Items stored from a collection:
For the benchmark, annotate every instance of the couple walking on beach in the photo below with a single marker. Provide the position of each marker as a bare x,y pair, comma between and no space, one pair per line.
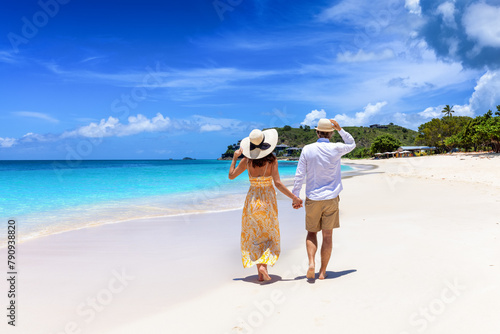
319,165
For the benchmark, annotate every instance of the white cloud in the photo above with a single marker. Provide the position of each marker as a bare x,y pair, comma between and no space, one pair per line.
464,110
413,6
447,10
34,114
362,117
437,112
7,57
486,97
362,56
31,137
432,112
481,24
313,117
7,142
210,127
342,11
113,127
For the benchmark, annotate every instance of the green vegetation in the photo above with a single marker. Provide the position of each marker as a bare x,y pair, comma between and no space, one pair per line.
435,132
446,133
480,133
384,143
465,133
364,137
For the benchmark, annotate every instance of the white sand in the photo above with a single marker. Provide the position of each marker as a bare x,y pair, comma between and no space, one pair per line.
417,252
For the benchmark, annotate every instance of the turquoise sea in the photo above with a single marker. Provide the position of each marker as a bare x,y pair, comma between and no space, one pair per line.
48,197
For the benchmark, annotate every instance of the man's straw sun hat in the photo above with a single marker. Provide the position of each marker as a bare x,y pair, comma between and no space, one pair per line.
324,125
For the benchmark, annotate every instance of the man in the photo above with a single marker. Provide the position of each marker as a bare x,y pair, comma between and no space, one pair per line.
319,163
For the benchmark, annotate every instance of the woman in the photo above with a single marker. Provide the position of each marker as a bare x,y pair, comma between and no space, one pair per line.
260,235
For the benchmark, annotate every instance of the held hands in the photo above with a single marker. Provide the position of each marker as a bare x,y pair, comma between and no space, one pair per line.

[Your task]
Rewrite the records, from the line containing "For the benchmark, annotate every instance of the white cloud" through the end of the records, as a Markdown table with the columns Row and Record line, omitting blank lines.

[Solved exercise]
| Row | Record line |
|---|---|
| 1 | For the benchmark, annotate every instance of the white cloud in the photo above with a single marker. Provide the position of each marker as a bare x,y pair, comma between and no space, one pair per line. |
| 2 | 464,110 |
| 3 | 413,6 |
| 4 | 447,10 |
| 5 | 34,114 |
| 6 | 362,117 |
| 7 | 437,112 |
| 8 | 7,57 |
| 9 | 486,97 |
| 10 | 362,56 |
| 11 | 31,137 |
| 12 | 432,112 |
| 13 | 481,24 |
| 14 | 313,117 |
| 15 | 7,142 |
| 16 | 210,127 |
| 17 | 342,11 |
| 18 | 113,127 |
| 19 | For the benchmark, annotate every instance of the green vegetation in the photo above with a single marker. Provide the position of each marker as a bare x,y pair, comma between and no space, one pair per line. |
| 20 | 435,132 |
| 21 | 446,133 |
| 22 | 480,133 |
| 23 | 384,143 |
| 24 | 465,133 |
| 25 | 364,137 |
| 26 | For the benchmark, annotate every instance of the white sand in the photo above with a single marker. Provide the position of each marker as a bare x,y pair, comma between and no space, one pair per line. |
| 27 | 417,252 |
| 28 | For the benchmark, annotate every instance of the turquoise sea in the photo above with a single marker. Provide the position of each marker as a bare x,y pair, comma between and no space, one pair per line. |
| 29 | 48,197 |
| 30 | For the benchmark, annotate every instance of the man's straw sun hat in the photo above with a single marker. Provide the position of each marker as a bare x,y pair, comma between and no space, one pair per line. |
| 31 | 324,125 |
| 32 | For the benchmark, annotate every instance of the man in the photo above with a single marker. Provide the position of each marker as a bare x,y pair, comma between and no space, one pair per line. |
| 33 | 319,163 |
| 34 | For the benchmark, annotate every instance of the woman in the photo above with a single marker. Provide the position of each marker as a bare x,y pair, comma between and no space, one pair per line. |
| 35 | 260,235 |
| 36 | For the benchmark, annotate every instance of the held hands in the photo above with a single marker. Provide the position of each marker as a bare x,y pair, comma between and no space, one pair per line. |